■ **WHAT YOU WILL DO**
Please rewrite the items below as a numbered list, leaving out blank lines and any pictures.

■ **GIVEN INFORMATION**
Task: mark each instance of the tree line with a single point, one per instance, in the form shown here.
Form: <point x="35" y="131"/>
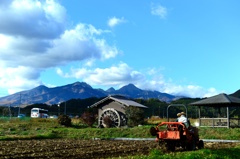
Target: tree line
<point x="76" y="107"/>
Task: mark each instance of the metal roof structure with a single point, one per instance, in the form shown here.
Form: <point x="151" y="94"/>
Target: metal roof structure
<point x="121" y="99"/>
<point x="218" y="100"/>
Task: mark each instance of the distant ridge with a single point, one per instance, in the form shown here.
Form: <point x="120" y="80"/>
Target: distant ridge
<point x="77" y="90"/>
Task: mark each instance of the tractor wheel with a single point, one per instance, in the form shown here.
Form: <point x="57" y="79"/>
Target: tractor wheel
<point x="200" y="144"/>
<point x="153" y="131"/>
<point x="191" y="145"/>
<point x="170" y="146"/>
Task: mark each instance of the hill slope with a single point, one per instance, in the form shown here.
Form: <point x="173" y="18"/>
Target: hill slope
<point x="77" y="90"/>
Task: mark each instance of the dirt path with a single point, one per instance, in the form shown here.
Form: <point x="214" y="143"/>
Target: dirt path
<point x="84" y="149"/>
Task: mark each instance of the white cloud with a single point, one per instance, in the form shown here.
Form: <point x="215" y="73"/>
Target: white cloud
<point x="113" y="76"/>
<point x="159" y="10"/>
<point x="19" y="78"/>
<point x="113" y="21"/>
<point x="34" y="37"/>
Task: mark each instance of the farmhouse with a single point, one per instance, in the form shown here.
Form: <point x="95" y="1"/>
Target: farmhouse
<point x="113" y="107"/>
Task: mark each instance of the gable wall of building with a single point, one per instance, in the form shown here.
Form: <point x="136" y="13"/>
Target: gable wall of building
<point x="113" y="104"/>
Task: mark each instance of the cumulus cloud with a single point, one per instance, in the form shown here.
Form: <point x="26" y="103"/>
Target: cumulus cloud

■ **EXERCISE SOLUTION**
1. Task: mark each instance of the tree line with a single point, one per instance, in the form shown here.
2. Form: <point x="35" y="131"/>
3. Target: tree line
4. <point x="76" y="107"/>
5. Task: mark each instance of the metal roof structure with a single point, one per instance, in the form shown here.
6. Form: <point x="151" y="94"/>
7. Target: metal roof structure
8. <point x="121" y="99"/>
9. <point x="218" y="100"/>
10. Task: mark each instance of the distant ridge with a single point, one per instance, in the form shown here.
11. Form: <point x="120" y="80"/>
12. Target: distant ridge
13. <point x="77" y="90"/>
14. Task: mark each instance of the tractor wheel with a single point, one per instance, in the form shown here.
15. Form: <point x="57" y="79"/>
16. Target: tractor wheel
17. <point x="200" y="144"/>
18. <point x="153" y="131"/>
19. <point x="191" y="145"/>
20. <point x="170" y="146"/>
21. Task: mark each instance of the hill slope with a single point, one per instance, in the form shown here.
22. Form: <point x="173" y="18"/>
23. Target: hill slope
24. <point x="77" y="90"/>
25. Task: mark each instance of the dirt path with a single point, one per instance, in the form shown here.
26. Form: <point x="214" y="143"/>
27. Target: dirt path
28. <point x="84" y="149"/>
29. Task: mark each instance of the white cloud with a single point, one per instance, in the form shown here.
30. Form: <point x="215" y="73"/>
31. Target: white cloud
32. <point x="113" y="76"/>
33. <point x="159" y="10"/>
34. <point x="19" y="78"/>
35. <point x="113" y="21"/>
36. <point x="34" y="37"/>
37. Task: mark each instance of the farmhouse with a single point, one per instance, in the form shown here.
38. Form: <point x="95" y="1"/>
39. Target: farmhouse
40. <point x="113" y="107"/>
41. Task: mark each instance of the gable wall of building with a single point, one per instance, in the form shown here.
42. Form: <point x="136" y="13"/>
43. Target: gable wall of building
44. <point x="113" y="104"/>
45. Task: mark each instance of the cumulus cloud with a single point, one per instance, in the form shown here.
46. Form: <point x="26" y="103"/>
47. Target: cumulus cloud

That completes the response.